<<<<
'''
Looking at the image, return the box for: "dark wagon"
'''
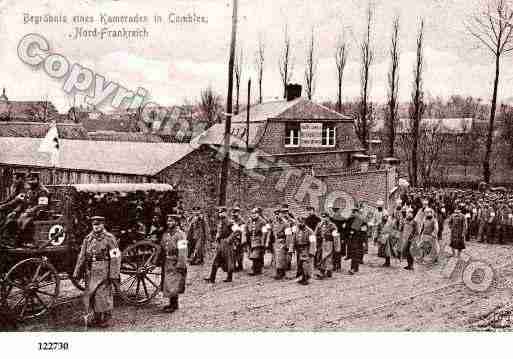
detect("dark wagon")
[0,183,178,321]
>>>>
Rewrite every line of the records, requests included, adding 23 to each bounding box coordinate in the answers. Omit the pictures from your reply.

'''
Looking at the image, return the box for: "dark wagon"
'''
detect("dark wagon")
[23,206,201,344]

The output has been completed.